[Dataset items]
## START

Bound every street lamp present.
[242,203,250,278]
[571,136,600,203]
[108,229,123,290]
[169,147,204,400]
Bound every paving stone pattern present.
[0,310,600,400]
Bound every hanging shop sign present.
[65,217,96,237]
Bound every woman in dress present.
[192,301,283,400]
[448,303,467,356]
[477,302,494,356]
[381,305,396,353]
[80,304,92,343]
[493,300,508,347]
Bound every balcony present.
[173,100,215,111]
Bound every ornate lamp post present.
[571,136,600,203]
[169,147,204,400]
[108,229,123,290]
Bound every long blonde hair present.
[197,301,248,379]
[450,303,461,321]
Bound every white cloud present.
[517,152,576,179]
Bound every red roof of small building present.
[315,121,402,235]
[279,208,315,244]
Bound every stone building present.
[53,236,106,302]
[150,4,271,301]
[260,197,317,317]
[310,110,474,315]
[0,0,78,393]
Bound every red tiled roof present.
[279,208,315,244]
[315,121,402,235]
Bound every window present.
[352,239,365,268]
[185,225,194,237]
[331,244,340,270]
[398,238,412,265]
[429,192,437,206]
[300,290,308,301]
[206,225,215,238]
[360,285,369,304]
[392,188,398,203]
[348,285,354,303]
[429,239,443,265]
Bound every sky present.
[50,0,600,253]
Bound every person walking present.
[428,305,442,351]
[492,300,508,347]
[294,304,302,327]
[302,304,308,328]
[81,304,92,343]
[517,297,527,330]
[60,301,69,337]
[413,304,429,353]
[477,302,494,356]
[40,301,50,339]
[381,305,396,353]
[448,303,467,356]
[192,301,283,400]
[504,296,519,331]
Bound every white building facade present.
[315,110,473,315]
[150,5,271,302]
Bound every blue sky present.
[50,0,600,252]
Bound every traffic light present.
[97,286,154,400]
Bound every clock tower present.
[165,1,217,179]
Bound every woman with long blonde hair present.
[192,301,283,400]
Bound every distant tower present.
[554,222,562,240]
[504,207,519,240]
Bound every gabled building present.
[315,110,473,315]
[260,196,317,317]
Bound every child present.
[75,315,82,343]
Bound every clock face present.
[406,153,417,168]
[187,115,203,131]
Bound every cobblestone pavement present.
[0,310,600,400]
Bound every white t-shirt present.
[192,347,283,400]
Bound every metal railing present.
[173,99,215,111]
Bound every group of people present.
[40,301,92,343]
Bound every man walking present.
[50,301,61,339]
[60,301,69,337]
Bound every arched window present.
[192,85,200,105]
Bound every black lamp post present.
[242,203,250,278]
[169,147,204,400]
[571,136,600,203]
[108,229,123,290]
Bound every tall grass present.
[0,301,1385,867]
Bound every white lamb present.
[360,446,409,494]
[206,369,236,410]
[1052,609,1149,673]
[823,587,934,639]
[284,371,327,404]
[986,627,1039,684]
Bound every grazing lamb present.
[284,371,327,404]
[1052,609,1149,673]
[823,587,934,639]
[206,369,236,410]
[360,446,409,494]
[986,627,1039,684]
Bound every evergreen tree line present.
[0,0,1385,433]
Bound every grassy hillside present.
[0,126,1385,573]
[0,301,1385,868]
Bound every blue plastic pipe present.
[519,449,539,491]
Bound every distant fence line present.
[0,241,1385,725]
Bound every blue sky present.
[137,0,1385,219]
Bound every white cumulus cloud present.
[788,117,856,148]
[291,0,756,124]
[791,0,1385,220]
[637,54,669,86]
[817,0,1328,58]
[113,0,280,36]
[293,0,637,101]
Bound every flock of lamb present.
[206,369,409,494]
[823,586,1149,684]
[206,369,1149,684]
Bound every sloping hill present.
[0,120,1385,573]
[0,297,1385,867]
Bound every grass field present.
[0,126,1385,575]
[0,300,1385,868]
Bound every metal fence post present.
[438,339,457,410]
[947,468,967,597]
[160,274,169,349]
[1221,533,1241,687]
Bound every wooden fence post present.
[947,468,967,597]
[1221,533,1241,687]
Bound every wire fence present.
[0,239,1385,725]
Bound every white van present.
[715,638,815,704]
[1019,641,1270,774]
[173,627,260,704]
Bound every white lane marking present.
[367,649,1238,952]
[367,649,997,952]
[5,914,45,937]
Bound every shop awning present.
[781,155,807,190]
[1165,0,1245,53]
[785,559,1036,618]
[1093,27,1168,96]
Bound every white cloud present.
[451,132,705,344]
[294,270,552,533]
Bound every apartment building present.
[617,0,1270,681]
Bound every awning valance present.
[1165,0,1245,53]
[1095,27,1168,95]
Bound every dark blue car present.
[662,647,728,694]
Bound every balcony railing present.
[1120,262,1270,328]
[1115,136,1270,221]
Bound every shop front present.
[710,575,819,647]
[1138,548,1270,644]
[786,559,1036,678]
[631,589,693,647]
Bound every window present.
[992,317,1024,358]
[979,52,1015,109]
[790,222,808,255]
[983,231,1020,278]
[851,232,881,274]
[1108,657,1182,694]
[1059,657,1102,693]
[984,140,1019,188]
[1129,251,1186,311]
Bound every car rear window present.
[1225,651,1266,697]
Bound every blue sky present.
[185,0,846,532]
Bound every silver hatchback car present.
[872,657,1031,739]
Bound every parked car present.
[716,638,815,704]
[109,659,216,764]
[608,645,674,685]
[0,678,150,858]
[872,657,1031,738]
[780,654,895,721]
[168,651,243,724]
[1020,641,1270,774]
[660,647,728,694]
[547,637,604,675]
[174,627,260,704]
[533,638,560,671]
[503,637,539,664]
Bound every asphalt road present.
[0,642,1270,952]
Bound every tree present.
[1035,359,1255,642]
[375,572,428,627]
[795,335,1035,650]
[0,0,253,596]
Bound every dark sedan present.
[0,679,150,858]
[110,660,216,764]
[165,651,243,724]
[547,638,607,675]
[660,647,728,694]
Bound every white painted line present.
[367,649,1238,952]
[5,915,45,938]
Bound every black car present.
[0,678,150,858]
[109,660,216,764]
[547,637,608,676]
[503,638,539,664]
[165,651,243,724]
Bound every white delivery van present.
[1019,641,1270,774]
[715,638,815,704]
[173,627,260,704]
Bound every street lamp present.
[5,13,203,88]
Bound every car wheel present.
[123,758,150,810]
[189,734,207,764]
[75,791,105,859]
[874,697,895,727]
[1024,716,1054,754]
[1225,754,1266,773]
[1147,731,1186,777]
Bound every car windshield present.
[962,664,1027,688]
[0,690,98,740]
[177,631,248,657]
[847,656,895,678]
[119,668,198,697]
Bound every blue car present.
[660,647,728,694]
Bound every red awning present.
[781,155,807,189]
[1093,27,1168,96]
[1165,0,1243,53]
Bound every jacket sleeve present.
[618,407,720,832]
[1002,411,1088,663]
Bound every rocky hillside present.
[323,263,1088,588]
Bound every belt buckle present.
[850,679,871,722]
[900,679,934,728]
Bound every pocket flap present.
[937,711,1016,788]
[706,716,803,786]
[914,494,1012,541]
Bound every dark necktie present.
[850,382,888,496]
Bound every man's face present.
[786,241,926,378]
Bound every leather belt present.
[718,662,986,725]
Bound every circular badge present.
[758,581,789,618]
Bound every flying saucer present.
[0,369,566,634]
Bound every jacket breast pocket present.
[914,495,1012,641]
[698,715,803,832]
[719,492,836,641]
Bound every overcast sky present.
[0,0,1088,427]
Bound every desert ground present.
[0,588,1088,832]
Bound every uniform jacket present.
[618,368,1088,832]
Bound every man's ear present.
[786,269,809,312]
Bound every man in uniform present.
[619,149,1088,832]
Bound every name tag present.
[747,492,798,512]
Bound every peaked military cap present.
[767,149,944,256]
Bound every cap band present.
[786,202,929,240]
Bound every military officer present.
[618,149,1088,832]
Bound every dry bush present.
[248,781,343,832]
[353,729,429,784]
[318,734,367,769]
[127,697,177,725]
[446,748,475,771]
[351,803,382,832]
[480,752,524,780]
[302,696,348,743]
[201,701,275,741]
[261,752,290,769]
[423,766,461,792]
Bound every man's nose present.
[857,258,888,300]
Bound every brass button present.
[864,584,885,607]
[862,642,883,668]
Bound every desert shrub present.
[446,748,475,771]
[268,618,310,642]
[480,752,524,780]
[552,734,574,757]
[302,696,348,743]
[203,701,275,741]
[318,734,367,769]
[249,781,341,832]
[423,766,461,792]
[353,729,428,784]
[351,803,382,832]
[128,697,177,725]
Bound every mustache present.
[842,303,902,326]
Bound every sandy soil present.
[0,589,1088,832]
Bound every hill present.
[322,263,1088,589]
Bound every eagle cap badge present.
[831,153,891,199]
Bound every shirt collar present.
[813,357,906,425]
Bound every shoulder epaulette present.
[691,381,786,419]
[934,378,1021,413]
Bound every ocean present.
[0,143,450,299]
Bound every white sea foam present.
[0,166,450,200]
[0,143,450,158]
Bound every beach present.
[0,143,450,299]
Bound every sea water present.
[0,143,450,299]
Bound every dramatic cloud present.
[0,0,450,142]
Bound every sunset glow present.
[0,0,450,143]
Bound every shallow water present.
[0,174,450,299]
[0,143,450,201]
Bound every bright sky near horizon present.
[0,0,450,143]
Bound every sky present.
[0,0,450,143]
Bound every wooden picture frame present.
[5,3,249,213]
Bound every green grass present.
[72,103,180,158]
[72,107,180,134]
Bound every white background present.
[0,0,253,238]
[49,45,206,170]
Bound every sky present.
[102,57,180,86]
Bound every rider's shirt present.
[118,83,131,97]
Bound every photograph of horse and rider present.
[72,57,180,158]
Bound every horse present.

## END

Work to do
From the data above, collect every line that contains the word "rider". Uppercase and lowercase letters count as different.

The completed task
Bound every rider's shirt present.
Bound every photograph of horse and rider present.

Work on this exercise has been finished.